▶ Task brief
Render the listing below as a JSON list of strings, with one string for each line and blank lines omitted. Leave the pictures out.

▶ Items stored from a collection
============================================================

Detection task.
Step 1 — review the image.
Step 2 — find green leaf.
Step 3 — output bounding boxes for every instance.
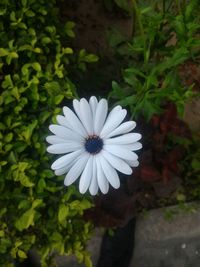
[25,10,35,18]
[54,95,64,105]
[114,0,131,13]
[58,204,69,223]
[32,199,43,209]
[17,249,27,259]
[84,54,99,63]
[64,21,75,38]
[19,173,34,187]
[32,62,41,72]
[21,0,27,7]
[0,48,9,57]
[15,208,35,231]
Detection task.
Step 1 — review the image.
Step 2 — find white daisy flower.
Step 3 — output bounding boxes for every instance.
[46,96,142,195]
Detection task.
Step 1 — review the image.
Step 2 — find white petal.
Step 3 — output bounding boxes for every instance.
[64,152,89,186]
[46,135,69,145]
[99,156,120,189]
[80,98,93,135]
[123,142,142,151]
[79,155,94,194]
[47,142,83,154]
[126,160,139,167]
[94,98,108,135]
[89,159,99,196]
[54,161,74,176]
[100,107,127,138]
[51,149,84,170]
[104,133,142,145]
[49,124,83,142]
[63,107,87,137]
[89,96,98,118]
[56,115,71,129]
[106,121,136,138]
[104,145,138,161]
[101,150,132,175]
[95,156,109,194]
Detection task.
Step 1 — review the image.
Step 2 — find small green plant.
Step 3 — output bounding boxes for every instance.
[110,0,200,120]
[0,0,98,266]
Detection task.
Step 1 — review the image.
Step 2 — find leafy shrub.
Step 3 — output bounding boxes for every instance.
[110,0,200,120]
[0,0,97,266]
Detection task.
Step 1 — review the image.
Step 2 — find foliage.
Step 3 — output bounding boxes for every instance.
[110,0,200,120]
[0,0,97,266]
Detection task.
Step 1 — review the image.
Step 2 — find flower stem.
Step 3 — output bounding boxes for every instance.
[132,0,149,63]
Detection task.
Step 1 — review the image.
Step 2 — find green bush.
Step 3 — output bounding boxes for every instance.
[0,0,97,266]
[110,0,200,120]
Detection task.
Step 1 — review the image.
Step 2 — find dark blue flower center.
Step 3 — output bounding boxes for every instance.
[85,135,103,154]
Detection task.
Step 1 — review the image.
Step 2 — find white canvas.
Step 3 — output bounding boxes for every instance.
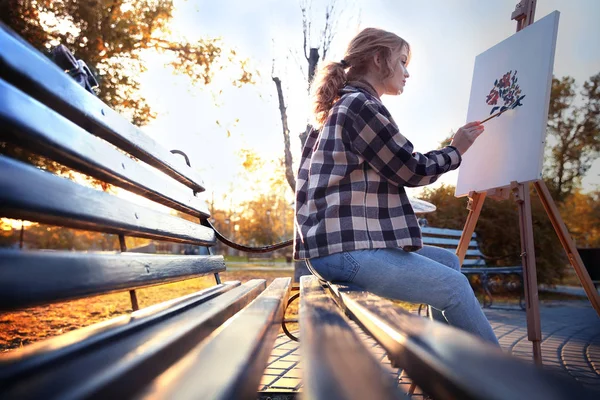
[455,11,559,197]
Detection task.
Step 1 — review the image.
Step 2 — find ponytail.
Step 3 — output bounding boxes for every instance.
[312,62,347,128]
[311,28,410,129]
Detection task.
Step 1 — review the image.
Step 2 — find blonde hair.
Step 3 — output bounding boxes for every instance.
[311,28,410,128]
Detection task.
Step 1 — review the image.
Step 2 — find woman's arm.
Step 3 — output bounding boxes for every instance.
[344,100,461,187]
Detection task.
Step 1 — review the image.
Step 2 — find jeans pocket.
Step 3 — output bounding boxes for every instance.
[343,251,360,282]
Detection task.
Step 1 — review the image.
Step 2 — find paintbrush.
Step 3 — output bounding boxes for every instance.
[481,96,525,124]
[481,107,512,124]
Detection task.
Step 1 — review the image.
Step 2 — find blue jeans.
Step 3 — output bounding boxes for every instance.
[310,246,499,346]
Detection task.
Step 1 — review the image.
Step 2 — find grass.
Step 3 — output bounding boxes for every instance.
[0,269,582,351]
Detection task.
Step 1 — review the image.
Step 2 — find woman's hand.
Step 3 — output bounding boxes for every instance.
[450,121,485,156]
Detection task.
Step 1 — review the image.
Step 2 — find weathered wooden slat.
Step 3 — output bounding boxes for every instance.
[421,226,477,240]
[423,236,478,249]
[0,281,240,382]
[0,250,225,311]
[139,278,291,400]
[463,259,485,267]
[0,79,209,216]
[461,266,523,275]
[0,25,204,191]
[300,276,404,400]
[0,156,215,246]
[330,285,591,400]
[466,249,485,261]
[1,279,266,399]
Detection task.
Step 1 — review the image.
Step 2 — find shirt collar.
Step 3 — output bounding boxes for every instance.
[342,80,381,101]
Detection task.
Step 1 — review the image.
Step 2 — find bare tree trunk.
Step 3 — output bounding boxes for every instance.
[273,76,296,191]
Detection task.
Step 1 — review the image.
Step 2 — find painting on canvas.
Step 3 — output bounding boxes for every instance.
[455,11,559,196]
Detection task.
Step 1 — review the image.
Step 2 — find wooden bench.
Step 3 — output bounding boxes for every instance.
[421,226,525,310]
[0,25,291,399]
[0,23,591,400]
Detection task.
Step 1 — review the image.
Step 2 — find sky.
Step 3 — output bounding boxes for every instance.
[141,0,600,206]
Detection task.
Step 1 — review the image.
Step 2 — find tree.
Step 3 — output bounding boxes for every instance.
[271,0,352,190]
[0,0,253,125]
[560,189,600,247]
[546,73,600,203]
[0,0,253,190]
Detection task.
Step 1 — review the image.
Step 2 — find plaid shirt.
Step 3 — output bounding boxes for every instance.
[294,82,461,259]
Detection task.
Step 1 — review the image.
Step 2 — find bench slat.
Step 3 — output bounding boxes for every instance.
[140,278,291,400]
[300,276,405,400]
[0,156,215,246]
[0,281,240,382]
[0,25,204,191]
[423,236,478,250]
[0,279,266,399]
[0,250,225,311]
[0,79,209,216]
[333,285,589,399]
[421,226,477,239]
[461,266,523,275]
[463,259,485,267]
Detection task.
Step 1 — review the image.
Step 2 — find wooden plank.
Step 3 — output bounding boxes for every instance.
[421,226,477,240]
[0,250,225,311]
[330,285,592,400]
[423,236,479,248]
[300,276,404,400]
[0,279,266,399]
[0,79,209,217]
[0,25,204,191]
[0,281,240,382]
[456,192,486,264]
[463,259,485,266]
[461,267,523,275]
[139,278,291,400]
[0,156,215,246]
[466,249,485,261]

============================================================

▶ Response for this exercise
[
  "Detection task.",
  "Step 1 — review the image.",
  "Step 2 — find green leaf.",
  "Step 3 — output bounding boxes for every instance.",
  "[25,10,35,18]",
  "[54,95,64,105]",
  "[114,0,131,13]",
  "[58,204,69,223]",
  "[32,199,43,209]",
  "[17,249,27,259]",
  "[84,54,99,63]",
  "[64,21,75,38]",
  "[19,173,34,187]",
  "[32,62,41,72]",
  "[21,0,27,7]",
  "[0,48,9,57]",
  "[15,208,35,231]",
  "Detection task.",
  "Step 1 — review the image.",
  "Step 2 — find white daisy flower.",
  "Step 3 — output bounding boxes for every instance.",
  "[46,96,142,195]",
  "Detection task.",
  "Step 1 — review the image.",
  "Step 2 — find white petal.",
  "Step 3 — output bounding boxes for every instance.",
  "[64,152,89,186]",
  "[46,135,69,145]",
  "[99,156,120,189]",
  "[80,98,93,135]",
  "[123,142,142,151]",
  "[79,155,94,194]",
  "[47,142,83,154]",
  "[126,160,139,167]",
  "[94,98,108,135]",
  "[89,159,99,196]",
  "[54,161,74,176]",
  "[100,107,127,138]",
  "[51,149,84,170]",
  "[104,133,142,145]",
  "[49,124,83,142]",
  "[63,107,87,137]",
  "[89,96,98,118]",
  "[56,115,71,129]",
  "[106,121,136,138]",
  "[104,145,138,161]",
  "[101,150,132,175]",
  "[95,156,109,194]",
  "Detection task.",
  "Step 1 — review the image.",
  "Step 2 — find small green plant.",
  "Step 3 — output bounding boxes for every instance.",
  "[110,0,200,120]",
  "[0,0,98,266]",
  "Detection task.",
  "Step 1 — review the image.",
  "Step 2 — find leafy shrub.",
  "Step 3 — output bounding boxes for every instance.",
  "[110,0,200,120]",
  "[0,0,97,266]",
  "Detection task.",
  "Step 1 — review the image.",
  "Step 2 — find foliage.",
  "Step 3 — output bounding boxes for every instance.",
  "[110,0,200,120]",
  "[0,0,97,266]",
  "Detection task.",
  "Step 1 — review the image.",
  "Step 2 — find flower stem.",
  "Step 3 — output bounding boxes for every instance.",
  "[132,0,149,63]",
  "Detection task.",
  "Step 1 — review the image.",
  "Step 2 — find green bush.",
  "Step 3 — output bounding boxes for every instance.",
  "[0,0,97,266]",
  "[110,0,200,120]",
  "Detection task.",
  "Step 1 — review the image.",
  "Step 2 — find dark blue flower center.",
  "Step 3 — output bounding boxes for every instance.",
  "[85,135,103,154]",
  "Detection task.",
  "Step 1 — review the image.",
  "Step 2 — find white canvas.",
  "Step 3 — output bounding boxes for every instance.",
  "[455,11,559,197]",
  "Detection task.",
  "Step 1 — review the image.",
  "Step 2 — find ponytail.",
  "Step 3 — output bounding boxes for every instance.",
  "[312,62,347,128]",
  "[311,28,410,129]",
  "Detection task.",
  "Step 1 — review the image.",
  "Step 2 — find blonde hair.",
  "Step 3 — output bounding boxes for every instance.",
  "[311,28,410,128]",
  "Detection task.",
  "Step 1 — review the image.",
  "Step 2 — find woman's arm.",
  "Step 3 — output bounding boxes for every instance.",
  "[344,100,461,187]",
  "Detection task.",
  "Step 1 — review the image.",
  "Step 2 — find jeans pocket.",
  "Step 3 — output bounding boxes for every instance.",
  "[343,251,360,282]",
  "Detection task.",
  "Step 1 — review the image.",
  "Step 2 — find paintbrush.",
  "Step 3 — output bounding boxes for every instance.",
  "[481,96,525,124]",
  "[481,107,512,124]",
  "Detection task.",
  "Step 1 — review the image.",
  "Step 2 — find blue jeans.",
  "Step 3 — output bounding boxes for every instance.",
  "[310,246,499,346]",
  "Detection task.",
  "Step 1 — review the image.",
  "Step 2 — find grass.",
  "Step 3 — output bounding boxes for every instance.",
  "[0,269,582,351]",
  "Detection task.",
  "Step 1 — review the image.",
  "Step 2 — find woman's hand.",
  "Step 3 — output bounding boxes for every instance.",
  "[450,121,485,156]",
  "Detection task.",
  "Step 1 — review the image.",
  "Step 2 — find weathered wooden slat.",
  "Step 3 — output bounding boxes for every instance.",
  "[421,226,477,240]",
  "[423,236,478,249]",
  "[0,281,240,382]",
  "[0,250,225,311]",
  "[139,278,291,400]",
  "[463,259,485,267]",
  "[0,79,209,216]",
  "[461,266,523,275]",
  "[0,25,204,191]",
  "[300,276,404,400]",
  "[0,156,215,246]",
  "[330,285,591,400]",
  "[466,249,485,261]",
  "[1,279,266,399]",
  "Detection task.",
  "Step 1 — review the image.",
  "Step 2 — find shirt collar.",
  "Step 3 — output bounding boxes for every instance.",
  "[342,80,381,101]",
  "Detection task.",
  "Step 1 — review the image.",
  "Step 2 — find bare tree trunk.",
  "Step 3 — output bounding boxes for every instance.",
  "[273,76,296,191]",
  "Detection task.",
  "Step 1 — review the image.",
  "Step 2 — find painting on canvas.",
  "Step 3 — output bounding boxes for every instance.",
  "[455,11,559,196]",
  "Detection task.",
  "Step 1 — review the image.",
  "Step 2 — find wooden bench.",
  "Step 3 — output bounding boxes for every instance.",
  "[421,226,525,310]",
  "[0,25,291,399]",
  "[0,23,591,400]",
  "Detection task.",
  "Step 1 — review the image.",
  "Step 2 — find sky.",
  "Step 3 — output bounding boxes for every instance.",
  "[141,0,600,206]",
  "Detection task.",
  "Step 1 — review the image.",
  "Step 2 — find tree.",
  "Step 3 — output bounding boxes for every instance.",
  "[271,0,352,190]",
  "[0,0,253,125]",
  "[560,189,600,247]",
  "[546,73,600,203]",
  "[0,0,253,190]",
  "Detection task.",
  "Step 1 — review the image.",
  "Step 2 — find plaid shirt.",
  "Step 3 — output bounding boxes for every instance.",
  "[294,82,461,259]",
  "Detection task.",
  "Step 1 — review the image.",
  "Step 2 — find bench slat.",
  "Step 3 — output bounding boxes for every instance.",
  "[140,278,291,400]",
  "[300,276,405,400]",
  "[0,156,215,246]",
  "[0,281,240,382]",
  "[0,25,204,191]",
  "[423,236,478,250]",
  "[0,279,266,399]",
  "[0,250,225,311]",
  "[0,79,209,216]",
  "[333,285,589,399]",
  "[421,226,477,239]",
  "[461,266,523,275]",
  "[463,259,485,267]",
  "Detection task.",
  "Step 1 — review the image.",
  "Step 2 — find wooden plank.",
  "Step 3 — output bounding boxes for every instance.",
  "[421,226,477,240]",
  "[0,250,225,311]",
  "[330,285,592,400]",
  "[423,236,479,248]",
  "[300,276,404,400]",
  "[0,279,266,399]",
  "[0,79,209,217]",
  "[0,25,204,191]",
  "[0,281,240,382]",
  "[456,192,486,264]",
  "[463,259,485,266]",
  "[461,267,523,275]",
  "[139,278,291,400]",
  "[0,156,215,246]",
  "[466,249,485,261]"
]